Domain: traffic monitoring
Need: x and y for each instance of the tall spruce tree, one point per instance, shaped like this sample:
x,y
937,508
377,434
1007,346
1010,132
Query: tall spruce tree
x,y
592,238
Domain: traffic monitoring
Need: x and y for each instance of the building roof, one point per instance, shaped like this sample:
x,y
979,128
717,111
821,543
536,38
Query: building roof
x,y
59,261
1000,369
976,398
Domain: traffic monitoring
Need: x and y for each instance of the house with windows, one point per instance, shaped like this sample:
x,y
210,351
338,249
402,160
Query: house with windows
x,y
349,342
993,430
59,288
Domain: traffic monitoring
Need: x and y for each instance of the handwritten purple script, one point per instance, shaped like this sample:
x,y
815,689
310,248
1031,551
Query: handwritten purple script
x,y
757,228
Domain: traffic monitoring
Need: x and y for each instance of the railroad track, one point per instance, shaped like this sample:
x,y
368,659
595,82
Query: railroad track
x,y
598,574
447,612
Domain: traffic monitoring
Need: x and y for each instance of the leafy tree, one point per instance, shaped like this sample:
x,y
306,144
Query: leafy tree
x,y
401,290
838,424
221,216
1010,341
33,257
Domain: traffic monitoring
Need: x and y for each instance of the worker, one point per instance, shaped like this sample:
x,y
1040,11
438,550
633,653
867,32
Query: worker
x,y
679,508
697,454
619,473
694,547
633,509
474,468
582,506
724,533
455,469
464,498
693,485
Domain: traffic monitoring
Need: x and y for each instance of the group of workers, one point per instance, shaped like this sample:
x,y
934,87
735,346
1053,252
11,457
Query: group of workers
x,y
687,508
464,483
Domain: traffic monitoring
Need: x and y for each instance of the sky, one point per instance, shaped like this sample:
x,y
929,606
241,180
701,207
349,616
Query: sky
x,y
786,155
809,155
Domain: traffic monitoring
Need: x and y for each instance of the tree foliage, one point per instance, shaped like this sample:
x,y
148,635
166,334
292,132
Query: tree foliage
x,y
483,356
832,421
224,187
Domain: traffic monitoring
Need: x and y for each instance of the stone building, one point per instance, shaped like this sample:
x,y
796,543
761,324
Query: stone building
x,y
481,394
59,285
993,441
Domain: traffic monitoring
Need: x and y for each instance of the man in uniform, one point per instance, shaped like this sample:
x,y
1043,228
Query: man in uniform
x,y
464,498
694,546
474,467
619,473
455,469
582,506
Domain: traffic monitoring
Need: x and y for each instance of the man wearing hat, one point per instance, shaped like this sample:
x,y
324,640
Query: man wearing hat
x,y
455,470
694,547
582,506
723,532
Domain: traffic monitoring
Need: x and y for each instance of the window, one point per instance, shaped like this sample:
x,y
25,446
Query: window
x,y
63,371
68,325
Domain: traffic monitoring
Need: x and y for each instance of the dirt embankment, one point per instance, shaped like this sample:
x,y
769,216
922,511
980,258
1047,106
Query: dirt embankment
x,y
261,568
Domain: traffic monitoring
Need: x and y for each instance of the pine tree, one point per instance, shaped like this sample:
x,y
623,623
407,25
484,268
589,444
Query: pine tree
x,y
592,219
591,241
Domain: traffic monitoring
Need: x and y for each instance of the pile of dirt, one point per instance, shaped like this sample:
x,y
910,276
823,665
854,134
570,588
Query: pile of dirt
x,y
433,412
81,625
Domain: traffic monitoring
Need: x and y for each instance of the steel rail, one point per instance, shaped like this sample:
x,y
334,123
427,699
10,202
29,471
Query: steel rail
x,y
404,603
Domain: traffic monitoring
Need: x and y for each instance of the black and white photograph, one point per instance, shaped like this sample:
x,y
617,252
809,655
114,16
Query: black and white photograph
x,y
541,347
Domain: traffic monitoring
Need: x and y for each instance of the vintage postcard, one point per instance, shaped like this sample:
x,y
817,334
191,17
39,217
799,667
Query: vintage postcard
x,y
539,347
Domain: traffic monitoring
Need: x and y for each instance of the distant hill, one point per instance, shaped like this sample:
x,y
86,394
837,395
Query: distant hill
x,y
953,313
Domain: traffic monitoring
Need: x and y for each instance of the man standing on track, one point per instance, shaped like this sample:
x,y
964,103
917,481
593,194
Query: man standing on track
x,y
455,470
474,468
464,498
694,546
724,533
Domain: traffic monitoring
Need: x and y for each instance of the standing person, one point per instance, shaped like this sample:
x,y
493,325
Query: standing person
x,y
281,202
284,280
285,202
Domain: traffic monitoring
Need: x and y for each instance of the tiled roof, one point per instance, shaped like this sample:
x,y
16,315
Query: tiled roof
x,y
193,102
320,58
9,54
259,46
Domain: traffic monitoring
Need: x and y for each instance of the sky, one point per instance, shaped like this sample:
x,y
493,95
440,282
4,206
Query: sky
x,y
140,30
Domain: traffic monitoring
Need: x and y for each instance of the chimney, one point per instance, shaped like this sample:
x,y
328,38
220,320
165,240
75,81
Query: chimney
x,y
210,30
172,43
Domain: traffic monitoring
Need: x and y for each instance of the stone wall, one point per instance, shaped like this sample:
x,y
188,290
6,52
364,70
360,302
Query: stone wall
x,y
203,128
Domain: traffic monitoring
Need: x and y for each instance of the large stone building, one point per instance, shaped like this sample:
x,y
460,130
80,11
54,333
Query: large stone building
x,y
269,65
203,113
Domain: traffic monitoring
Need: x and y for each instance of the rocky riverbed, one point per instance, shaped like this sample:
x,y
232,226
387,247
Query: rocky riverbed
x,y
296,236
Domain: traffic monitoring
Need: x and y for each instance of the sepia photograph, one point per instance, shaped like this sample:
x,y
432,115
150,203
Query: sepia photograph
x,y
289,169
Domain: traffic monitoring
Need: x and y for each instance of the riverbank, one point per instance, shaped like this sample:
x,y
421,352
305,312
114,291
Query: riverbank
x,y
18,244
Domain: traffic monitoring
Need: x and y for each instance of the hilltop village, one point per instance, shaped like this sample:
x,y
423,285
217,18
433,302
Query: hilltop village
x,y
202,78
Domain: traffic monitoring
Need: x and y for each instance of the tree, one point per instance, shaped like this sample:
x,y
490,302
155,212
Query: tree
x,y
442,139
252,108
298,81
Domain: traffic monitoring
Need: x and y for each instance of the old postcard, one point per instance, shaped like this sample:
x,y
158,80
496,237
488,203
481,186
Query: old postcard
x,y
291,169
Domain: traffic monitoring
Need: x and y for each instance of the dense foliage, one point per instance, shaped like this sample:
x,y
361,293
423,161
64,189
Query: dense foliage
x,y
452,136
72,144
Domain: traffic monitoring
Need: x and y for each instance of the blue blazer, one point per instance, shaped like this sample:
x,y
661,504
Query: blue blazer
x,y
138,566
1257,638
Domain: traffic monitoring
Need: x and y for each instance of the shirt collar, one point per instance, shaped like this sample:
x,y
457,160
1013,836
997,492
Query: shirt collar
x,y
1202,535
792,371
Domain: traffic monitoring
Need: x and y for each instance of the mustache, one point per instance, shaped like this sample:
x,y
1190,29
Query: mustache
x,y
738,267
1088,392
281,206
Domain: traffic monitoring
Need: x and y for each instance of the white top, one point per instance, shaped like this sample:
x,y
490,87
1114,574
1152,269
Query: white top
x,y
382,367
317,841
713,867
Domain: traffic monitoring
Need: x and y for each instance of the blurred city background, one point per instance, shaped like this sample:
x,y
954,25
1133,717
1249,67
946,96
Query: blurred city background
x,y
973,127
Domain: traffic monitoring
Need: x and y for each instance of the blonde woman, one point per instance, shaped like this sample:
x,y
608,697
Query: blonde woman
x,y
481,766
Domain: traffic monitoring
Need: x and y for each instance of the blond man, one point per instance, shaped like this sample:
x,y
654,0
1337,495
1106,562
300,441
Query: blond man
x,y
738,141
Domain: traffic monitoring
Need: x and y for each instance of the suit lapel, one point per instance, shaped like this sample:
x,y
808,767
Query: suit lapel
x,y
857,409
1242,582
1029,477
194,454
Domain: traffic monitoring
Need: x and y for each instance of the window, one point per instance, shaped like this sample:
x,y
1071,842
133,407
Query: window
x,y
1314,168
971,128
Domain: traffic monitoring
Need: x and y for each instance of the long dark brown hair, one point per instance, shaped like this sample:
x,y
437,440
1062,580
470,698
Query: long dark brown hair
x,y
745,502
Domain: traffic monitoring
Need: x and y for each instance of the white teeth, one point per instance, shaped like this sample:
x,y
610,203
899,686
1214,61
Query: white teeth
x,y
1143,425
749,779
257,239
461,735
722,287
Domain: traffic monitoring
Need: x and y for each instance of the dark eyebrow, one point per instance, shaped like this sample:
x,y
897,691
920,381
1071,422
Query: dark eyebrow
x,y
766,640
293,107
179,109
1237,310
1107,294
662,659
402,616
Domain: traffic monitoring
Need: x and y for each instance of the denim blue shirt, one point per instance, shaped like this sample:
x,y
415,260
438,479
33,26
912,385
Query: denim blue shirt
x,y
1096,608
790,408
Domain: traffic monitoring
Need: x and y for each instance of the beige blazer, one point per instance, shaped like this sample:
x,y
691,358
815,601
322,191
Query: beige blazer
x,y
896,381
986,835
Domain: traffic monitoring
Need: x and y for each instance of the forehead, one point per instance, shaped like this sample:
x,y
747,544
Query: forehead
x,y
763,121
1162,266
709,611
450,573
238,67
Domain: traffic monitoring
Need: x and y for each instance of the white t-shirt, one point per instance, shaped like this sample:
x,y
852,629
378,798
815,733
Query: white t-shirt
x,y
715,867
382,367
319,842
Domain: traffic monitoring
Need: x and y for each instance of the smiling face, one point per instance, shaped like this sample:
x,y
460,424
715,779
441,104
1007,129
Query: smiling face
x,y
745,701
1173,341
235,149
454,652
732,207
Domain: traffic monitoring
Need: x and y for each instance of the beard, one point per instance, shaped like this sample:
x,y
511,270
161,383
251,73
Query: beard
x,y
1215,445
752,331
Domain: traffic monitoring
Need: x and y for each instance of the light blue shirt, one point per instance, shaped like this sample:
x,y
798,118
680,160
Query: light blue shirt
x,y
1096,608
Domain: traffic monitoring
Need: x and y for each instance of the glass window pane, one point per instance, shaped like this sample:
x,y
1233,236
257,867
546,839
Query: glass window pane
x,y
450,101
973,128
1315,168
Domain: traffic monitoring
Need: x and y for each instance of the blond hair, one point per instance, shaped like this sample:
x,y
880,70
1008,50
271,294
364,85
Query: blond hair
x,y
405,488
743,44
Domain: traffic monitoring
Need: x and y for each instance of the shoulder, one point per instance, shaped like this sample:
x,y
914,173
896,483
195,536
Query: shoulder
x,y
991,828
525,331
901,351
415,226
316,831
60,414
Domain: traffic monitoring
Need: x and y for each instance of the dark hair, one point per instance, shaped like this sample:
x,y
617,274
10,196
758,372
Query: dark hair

########

Task brief: Count the lines in the entries above that contain the string "forehead", treating case as significant. Reply with the number only.

Solution below: 2